Task goal >>
Rewrite the entries below with every "Found at" renamed to "Located at", leaving all other text unchanged.

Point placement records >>
■ ■ ■

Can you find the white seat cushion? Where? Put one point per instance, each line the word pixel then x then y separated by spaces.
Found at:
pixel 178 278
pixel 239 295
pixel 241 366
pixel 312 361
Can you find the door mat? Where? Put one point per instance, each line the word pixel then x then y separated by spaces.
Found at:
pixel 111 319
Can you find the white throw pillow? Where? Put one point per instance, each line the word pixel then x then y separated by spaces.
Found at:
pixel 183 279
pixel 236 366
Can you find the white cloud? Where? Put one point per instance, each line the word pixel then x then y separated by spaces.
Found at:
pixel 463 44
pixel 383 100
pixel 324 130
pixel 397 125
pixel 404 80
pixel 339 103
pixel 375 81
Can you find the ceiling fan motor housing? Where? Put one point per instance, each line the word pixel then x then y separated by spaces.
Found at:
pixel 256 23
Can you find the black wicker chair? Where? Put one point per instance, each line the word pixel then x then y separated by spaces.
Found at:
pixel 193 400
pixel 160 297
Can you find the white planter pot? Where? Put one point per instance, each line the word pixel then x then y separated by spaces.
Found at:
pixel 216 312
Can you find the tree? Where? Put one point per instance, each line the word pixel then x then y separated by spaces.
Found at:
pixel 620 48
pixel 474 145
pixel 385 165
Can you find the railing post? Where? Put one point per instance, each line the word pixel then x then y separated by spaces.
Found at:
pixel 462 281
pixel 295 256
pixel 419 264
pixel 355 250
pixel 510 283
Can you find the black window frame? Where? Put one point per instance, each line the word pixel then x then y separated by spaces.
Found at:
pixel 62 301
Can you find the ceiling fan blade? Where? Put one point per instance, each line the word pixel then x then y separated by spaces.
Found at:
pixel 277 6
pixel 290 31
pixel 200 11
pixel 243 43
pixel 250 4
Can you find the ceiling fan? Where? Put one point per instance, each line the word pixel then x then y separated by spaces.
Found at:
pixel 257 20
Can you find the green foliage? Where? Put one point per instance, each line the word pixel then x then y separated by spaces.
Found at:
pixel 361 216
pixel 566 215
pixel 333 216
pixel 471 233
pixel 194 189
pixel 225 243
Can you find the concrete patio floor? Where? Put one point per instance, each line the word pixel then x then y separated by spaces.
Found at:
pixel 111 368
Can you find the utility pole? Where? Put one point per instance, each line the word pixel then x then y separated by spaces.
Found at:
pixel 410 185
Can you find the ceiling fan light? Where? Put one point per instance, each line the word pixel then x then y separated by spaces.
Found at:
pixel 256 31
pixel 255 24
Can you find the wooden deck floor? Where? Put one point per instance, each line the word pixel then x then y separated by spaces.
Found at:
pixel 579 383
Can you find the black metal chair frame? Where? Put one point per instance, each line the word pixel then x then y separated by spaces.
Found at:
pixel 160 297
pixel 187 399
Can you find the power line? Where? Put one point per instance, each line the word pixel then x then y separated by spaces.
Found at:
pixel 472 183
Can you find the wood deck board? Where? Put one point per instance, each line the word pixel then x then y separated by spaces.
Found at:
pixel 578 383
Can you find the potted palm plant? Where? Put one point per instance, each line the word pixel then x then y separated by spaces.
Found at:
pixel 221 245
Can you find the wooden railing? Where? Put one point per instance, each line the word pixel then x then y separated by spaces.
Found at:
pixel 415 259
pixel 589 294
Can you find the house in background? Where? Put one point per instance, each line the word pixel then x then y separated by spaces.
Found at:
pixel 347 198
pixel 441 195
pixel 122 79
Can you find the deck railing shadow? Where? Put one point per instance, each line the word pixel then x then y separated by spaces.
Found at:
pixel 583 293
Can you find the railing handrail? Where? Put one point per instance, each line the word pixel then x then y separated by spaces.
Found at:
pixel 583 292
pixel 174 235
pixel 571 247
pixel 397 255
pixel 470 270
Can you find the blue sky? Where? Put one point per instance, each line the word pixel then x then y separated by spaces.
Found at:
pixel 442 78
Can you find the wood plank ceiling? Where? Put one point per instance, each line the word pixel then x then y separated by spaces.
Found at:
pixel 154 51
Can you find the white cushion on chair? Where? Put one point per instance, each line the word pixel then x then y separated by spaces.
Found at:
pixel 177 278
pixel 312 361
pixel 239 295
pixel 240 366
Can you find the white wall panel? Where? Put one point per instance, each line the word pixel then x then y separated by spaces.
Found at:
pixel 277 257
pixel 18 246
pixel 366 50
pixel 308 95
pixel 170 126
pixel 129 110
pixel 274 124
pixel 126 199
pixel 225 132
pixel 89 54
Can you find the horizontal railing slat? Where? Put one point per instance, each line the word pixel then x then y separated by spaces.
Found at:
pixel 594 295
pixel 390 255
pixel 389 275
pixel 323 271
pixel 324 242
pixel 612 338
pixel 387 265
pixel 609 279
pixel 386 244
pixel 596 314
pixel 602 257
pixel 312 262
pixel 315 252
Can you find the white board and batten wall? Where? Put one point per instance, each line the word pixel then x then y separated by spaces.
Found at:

■ ■ ■

Task solution >>
Can you find the white seat cushion? Where? Put one point per instance, each line the word pixel then x then y separated by spaces.
Located at:
pixel 178 278
pixel 239 295
pixel 241 366
pixel 312 361
Can you find the door mat? Where? Put one point per instance, each line the word pixel then x then y separated by spaces.
Located at:
pixel 111 319
Can you find the white throw pillow? Where? Put one point per instance, each line the word pixel then x then y separated by spaces.
Located at:
pixel 183 279
pixel 236 366
Can you find the white cloud? Where? Put one point per instance, each line the word pixel then x then y separated by spaces.
Located at:
pixel 463 44
pixel 383 100
pixel 324 130
pixel 397 125
pixel 404 80
pixel 339 103
pixel 375 81
Can you find the ceiling fan motor housing? Where? Put one point per instance, each line the word pixel then x then y separated by spaces.
Located at:
pixel 256 23
Can you find the black wicker chair? Where? Put one point per instance, each line the word pixel then x then y separated by spaces.
Located at:
pixel 193 400
pixel 160 297
Can you find the white planter pot? Where? Put one point per instance, each line the word pixel then x then y separated by spaces.
Located at:
pixel 216 312
Can you find the tree? Where? Put one point per instance, each line the word pixel then x then y separated by spaces.
Located at:
pixel 620 48
pixel 474 145
pixel 385 165
Can you find the railing post? Where? Put one point per instance, each line the word pixel then x then y separated by spaces.
Located at:
pixel 462 281
pixel 295 256
pixel 419 264
pixel 355 250
pixel 510 283
Can you find the black window frame? Where? Put one point per instance, each line the word pixel then x then y separated by spaces.
Located at:
pixel 62 301
Can you find the ceiling fan blade? Where? Put one point per instance, each line the word pixel then x then y separated by spaces.
Located at:
pixel 277 6
pixel 290 31
pixel 200 11
pixel 243 43
pixel 250 4
Can you find the ceiling fan? Where? Put one point per instance, each line the word pixel then x then y separated by spaces.
Located at:
pixel 257 20
Can you find the green foliage? Where? Put one point per instance, each line the word pixel then x then y separated by spaces.
Located at:
pixel 361 216
pixel 566 215
pixel 333 216
pixel 471 233
pixel 194 189
pixel 225 243
Can you find the concrete patio floor? Where? Put one point per instance, each line the word pixel then x then y separated by spaces.
Located at:
pixel 111 368
Can you find the utility pole? Where? Put one point per instance, each line the word pixel then x then y separated by spaces.
Located at:
pixel 410 185
Can you find the ceiling fan light? Where? Put one point per instance, each line the word pixel then x then y separated by spaces.
Located at:
pixel 256 31
pixel 255 24
Can you find the wooden deck floor? Where? Put one point per instance, each line the word pixel then x then y separated by spaces.
Located at:
pixel 579 383
Can you find the black metal chair frame? Where? Put one point per instance, each line the word pixel then x then y separated by spaces.
Located at:
pixel 160 297
pixel 187 399
Can you find the power line? Where? Put one point per instance, each line the word pixel then x then y separated by spaces.
Located at:
pixel 472 183
Can you find the wood deck board? Where? Put one point per instance, each line the word pixel then x then y separated by spaces.
Located at:
pixel 578 383
Can you find the potted palm plant? Where? Put one point per instance, each line the word pixel then x then y separated by spaces.
Located at:
pixel 221 245
Can you find the wooden railing? Where? Put one point per instance, each line the word pixel then x then y separated by spaces.
Located at:
pixel 415 259
pixel 589 294
Can you find the house in background? Where? Put one point per instance, each line the word pixel then x then y separated by spaces.
Located at:
pixel 347 198
pixel 441 195
pixel 122 79
Can you find the deck railing shadow? Where? Put one point per instance, each line the word pixel then x then y separated by spaces.
Located at:
pixel 583 293
Can you find the railing handrail? Where? Put one point per instance, each line the word pixel then x then y separated by spaces.
Located at:
pixel 583 292
pixel 174 235
pixel 571 247
pixel 397 255
pixel 470 270
Can you find the blue sky? Where? Put one point per instance, each line the word pixel then x then y separated by spaces.
Located at:
pixel 442 78
Can you find the wood plank ceiling? Where? Put one point per instance, each line the word pixel then x then y separated by spaces.
Located at:
pixel 154 51
Can you find the white cushion on chair? Where? Put one point per instance, each line the word pixel then x then y separated by spaces.
Located at:
pixel 177 278
pixel 312 361
pixel 239 295
pixel 240 366
Can you find the white wall panel? Where? Put one point per instance, each line the word pixel then x then y separated by spaces.
Located at:
pixel 277 257
pixel 18 246
pixel 366 50
pixel 308 95
pixel 170 126
pixel 129 110
pixel 274 124
pixel 126 199
pixel 225 132
pixel 89 54
Can you find the horizontal railing slat? Where? Put one point per instance, each line the word pixel then x then y separated by spaces.
Located at:
pixel 594 295
pixel 390 255
pixel 389 275
pixel 323 271
pixel 324 242
pixel 612 338
pixel 387 265
pixel 609 279
pixel 386 244
pixel 596 314
pixel 602 257
pixel 312 262
pixel 315 252
Can you find the white board and batten wall? Where? Put one point per instance, each line the word pixel then x then y separated by spaces.
Located at:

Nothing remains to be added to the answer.